"...And so this is Cynthia..."

Part II of the John Lennon Drawings

John Lennon's personality characteristic was of 'entering' obsessions. I use the word 'entering' on purpose as he would extract energy from the 'entry' before exhausting it and leaving it totally spent. It's a characteristic of a lot of creative geniuses which is what John certainly was. Nietzsche termed it the power, or force of the will. You concentrate so hard, so determined on one aspect or goal until you have literally exhausted all the 'energy' from it. Likewise, this has an osmotic effect as the energy 'power' transforms yourself at the same creative time. A part of you becomes different, and yes, it is a 'Triumph of the Will' which dynamically fuses the creative double power of both the self and the purpose of the 'will' in question which then fuses itself into the 'life force'. So far, all very Nietzschean, all very cosmic, all very 'Hitlerian'. Part of some philosophically grouped late 19th century, early 20th century philosophical excursion of which can only detain us momentarily before we quickly move into practicalities of our own existence.

> Exercise data

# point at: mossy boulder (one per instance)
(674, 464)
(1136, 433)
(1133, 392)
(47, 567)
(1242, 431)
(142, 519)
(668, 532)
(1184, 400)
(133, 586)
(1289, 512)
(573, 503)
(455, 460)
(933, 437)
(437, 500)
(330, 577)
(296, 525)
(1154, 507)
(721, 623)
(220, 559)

==

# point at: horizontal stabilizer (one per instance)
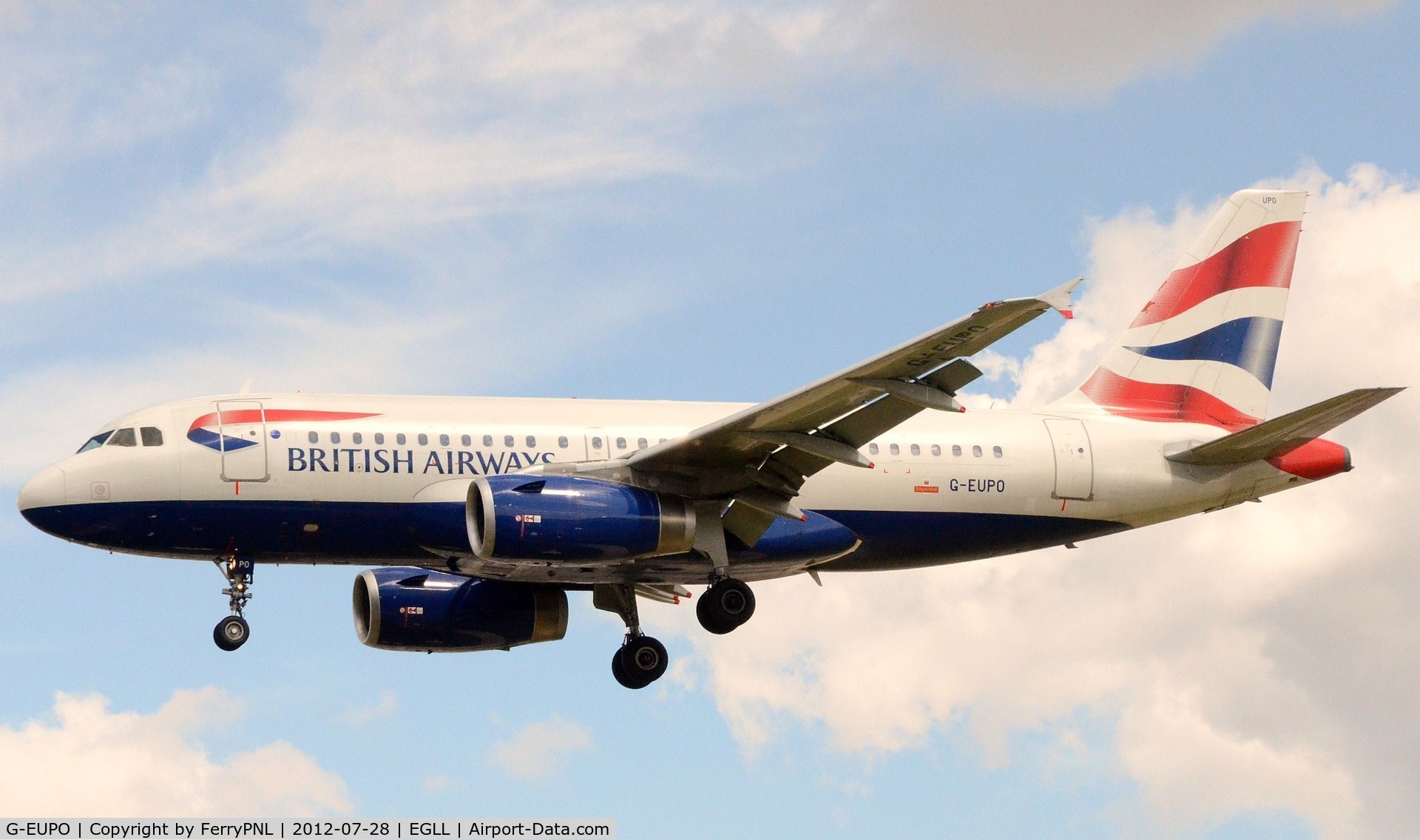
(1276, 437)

> What you will do
1. Write out the entries again, starting at the line that contains "# point at: horizontal" and ending at the line that contains "(1276, 437)", with the request line included. Multiply each coordinate in the answers by 1.8, round to whole numbers with halves going up, and leave the picture out.
2. Proceed with the essay on John Lennon's obsessions, picking up after its final sentence.

> Answer list
1.
# point at: horizontal stabilizer (one per instance)
(2297, 787)

2.
There's just one problem. This works and it happens and it will alter lives and we can prove it with these tremulous line drawings of John's.

You see, when John went to the Liverpool Art School as a gangling art student he wasn't very good. Not poor certainly, but average, perhaps just under average. Definitely not in the top quartile, definitely not the student of the year provoking hushed gazes as some artwork left his pen. No, that wasn't John. Anonymous, he virtually merged into the wallpaper. Just another hopeful. Then two things happened. One, he 'discovered' Adolf Hitler and thus a creative force he could readily identify with almost compulsively, almost one ready-made, another outsider and one so real, so immediate and so touchable. After all it was still living memory in the late 1950s/early 1960s. The 'comet' of Adolf Hitler had passed through the sky leaving a pulsating trail of light glowing and winking as it passed into history.

The second manifestation was that John fell seriously in love with a fellow art student, Cynthia Powell, from Wirrel.

Cynthia's Story

"John and I were of the same background, you know, lower middle class," Cynthia mused to me. "He just latched on to me, quite persistent. I wasn't really interested at first, as to be honest, I thought him a but peculiar, and I don't particularly like intensive people and John was very intensive. At first I just ignored him, then I found him funny and amusing. Eventually I fell in love with him. It was the first serious love of my life."

Only now do I dearly wish I had asked her the supporting questions of:

-"Did he feel he had developed in you to become a creative whole?"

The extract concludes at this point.